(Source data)
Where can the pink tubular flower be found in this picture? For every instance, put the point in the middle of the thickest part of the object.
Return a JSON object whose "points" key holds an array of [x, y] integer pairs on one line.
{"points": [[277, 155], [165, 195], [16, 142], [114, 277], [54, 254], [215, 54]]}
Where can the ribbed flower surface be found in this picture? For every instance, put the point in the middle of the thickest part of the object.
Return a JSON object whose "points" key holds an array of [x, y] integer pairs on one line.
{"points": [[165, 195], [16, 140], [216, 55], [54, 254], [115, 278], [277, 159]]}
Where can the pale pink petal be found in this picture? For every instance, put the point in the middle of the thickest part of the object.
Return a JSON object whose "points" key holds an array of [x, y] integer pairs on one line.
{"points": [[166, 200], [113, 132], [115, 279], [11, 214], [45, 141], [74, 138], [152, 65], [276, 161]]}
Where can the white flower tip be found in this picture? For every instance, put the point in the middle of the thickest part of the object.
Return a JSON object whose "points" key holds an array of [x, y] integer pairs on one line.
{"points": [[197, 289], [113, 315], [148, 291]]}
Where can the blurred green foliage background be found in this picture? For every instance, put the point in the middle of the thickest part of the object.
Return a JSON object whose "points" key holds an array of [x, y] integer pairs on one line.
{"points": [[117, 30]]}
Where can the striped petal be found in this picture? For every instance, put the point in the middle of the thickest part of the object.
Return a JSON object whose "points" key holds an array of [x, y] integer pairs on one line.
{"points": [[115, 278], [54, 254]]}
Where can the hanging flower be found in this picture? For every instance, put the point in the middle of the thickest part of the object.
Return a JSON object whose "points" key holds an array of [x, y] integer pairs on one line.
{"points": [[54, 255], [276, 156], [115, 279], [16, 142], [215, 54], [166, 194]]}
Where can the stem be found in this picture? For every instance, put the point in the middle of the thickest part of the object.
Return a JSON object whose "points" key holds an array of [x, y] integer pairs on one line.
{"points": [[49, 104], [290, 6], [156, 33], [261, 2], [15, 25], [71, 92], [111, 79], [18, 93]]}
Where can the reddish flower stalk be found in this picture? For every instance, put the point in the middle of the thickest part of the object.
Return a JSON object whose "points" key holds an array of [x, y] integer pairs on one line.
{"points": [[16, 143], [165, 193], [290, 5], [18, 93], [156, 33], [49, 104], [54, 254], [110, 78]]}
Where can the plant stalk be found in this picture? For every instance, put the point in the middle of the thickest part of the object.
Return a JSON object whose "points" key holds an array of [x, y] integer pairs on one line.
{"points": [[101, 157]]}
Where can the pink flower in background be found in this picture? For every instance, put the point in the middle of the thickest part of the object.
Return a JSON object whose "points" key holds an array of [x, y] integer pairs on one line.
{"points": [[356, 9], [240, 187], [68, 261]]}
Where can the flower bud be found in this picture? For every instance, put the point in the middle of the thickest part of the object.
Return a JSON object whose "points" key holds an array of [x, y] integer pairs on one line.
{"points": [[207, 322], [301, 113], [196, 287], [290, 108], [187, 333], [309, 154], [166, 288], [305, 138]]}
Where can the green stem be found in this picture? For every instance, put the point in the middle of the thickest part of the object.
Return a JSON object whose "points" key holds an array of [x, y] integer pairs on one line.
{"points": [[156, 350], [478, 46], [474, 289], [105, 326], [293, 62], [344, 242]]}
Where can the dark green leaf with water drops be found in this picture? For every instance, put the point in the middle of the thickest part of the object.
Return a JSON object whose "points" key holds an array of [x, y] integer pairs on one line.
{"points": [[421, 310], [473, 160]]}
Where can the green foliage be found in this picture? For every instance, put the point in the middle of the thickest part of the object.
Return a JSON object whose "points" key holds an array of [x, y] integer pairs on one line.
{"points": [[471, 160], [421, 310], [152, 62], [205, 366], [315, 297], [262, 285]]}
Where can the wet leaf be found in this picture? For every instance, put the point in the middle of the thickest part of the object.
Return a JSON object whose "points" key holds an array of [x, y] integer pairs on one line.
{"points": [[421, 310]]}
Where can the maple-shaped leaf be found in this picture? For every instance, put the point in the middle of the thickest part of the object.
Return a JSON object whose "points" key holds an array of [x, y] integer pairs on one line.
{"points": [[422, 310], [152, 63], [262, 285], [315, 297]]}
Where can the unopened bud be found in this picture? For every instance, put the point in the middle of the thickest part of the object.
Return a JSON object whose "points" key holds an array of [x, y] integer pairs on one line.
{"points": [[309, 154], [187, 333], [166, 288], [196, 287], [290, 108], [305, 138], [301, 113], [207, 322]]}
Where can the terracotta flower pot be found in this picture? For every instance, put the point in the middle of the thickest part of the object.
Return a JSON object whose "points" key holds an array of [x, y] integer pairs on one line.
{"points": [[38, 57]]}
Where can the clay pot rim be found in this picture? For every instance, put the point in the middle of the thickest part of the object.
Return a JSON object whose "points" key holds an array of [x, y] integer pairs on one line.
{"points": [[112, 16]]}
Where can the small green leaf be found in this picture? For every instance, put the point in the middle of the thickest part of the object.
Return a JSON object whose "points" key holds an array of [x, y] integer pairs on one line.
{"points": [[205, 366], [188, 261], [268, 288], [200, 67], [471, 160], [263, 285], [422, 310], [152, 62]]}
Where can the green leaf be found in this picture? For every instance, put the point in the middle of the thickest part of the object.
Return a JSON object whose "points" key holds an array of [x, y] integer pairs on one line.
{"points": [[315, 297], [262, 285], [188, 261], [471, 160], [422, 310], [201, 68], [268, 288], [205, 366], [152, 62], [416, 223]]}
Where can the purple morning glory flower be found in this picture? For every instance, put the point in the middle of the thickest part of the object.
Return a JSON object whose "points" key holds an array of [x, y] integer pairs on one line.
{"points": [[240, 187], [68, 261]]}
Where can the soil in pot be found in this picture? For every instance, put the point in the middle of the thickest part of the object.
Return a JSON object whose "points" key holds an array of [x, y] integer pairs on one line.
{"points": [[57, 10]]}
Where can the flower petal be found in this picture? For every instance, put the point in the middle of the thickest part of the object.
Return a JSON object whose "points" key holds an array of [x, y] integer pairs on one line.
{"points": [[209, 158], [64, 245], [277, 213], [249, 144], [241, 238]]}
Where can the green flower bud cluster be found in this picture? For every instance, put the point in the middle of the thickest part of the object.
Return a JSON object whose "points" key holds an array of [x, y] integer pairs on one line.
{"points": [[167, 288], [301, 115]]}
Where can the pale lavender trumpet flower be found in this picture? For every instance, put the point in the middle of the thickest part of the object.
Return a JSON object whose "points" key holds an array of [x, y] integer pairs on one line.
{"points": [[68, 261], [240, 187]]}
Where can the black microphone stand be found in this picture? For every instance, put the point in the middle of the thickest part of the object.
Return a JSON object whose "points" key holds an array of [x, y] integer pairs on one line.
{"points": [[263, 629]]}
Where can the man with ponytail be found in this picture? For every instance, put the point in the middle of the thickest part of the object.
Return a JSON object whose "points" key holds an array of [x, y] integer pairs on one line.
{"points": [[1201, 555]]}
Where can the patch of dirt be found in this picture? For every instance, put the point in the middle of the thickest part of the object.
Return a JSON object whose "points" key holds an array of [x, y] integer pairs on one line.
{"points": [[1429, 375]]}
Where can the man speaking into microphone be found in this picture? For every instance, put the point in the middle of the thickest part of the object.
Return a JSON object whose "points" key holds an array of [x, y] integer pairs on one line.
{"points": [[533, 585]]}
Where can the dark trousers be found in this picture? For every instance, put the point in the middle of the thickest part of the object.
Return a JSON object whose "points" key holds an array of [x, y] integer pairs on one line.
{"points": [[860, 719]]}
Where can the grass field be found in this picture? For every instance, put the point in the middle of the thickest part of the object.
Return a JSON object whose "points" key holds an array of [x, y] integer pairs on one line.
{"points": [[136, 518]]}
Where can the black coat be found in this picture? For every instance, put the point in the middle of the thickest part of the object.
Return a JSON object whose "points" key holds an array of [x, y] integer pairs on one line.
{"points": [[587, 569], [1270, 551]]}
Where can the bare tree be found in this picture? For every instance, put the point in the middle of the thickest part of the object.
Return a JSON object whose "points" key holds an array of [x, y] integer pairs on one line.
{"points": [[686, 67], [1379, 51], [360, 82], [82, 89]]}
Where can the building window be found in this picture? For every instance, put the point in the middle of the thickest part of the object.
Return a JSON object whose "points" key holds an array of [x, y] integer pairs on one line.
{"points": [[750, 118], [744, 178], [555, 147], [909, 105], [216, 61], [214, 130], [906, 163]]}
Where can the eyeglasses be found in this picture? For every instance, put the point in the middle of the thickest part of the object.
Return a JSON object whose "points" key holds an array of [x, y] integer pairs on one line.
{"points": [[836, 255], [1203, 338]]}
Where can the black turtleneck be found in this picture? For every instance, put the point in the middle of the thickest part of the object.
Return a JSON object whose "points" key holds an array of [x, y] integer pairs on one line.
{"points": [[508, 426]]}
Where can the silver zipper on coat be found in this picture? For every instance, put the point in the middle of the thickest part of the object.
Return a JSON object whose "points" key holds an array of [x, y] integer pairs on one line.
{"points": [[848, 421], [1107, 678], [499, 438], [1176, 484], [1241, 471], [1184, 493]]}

**To do:**
Search the entries for the word "pale" and copy every line that has it.

**Result below:**
Where can the pale pink petal be found in this picture? For every instance, put the point in the middle of the thickest part of the object.
Where can the pale lavender trumpet flower be found in this picture? For every instance, put the point in the middle of the thickest part of the object.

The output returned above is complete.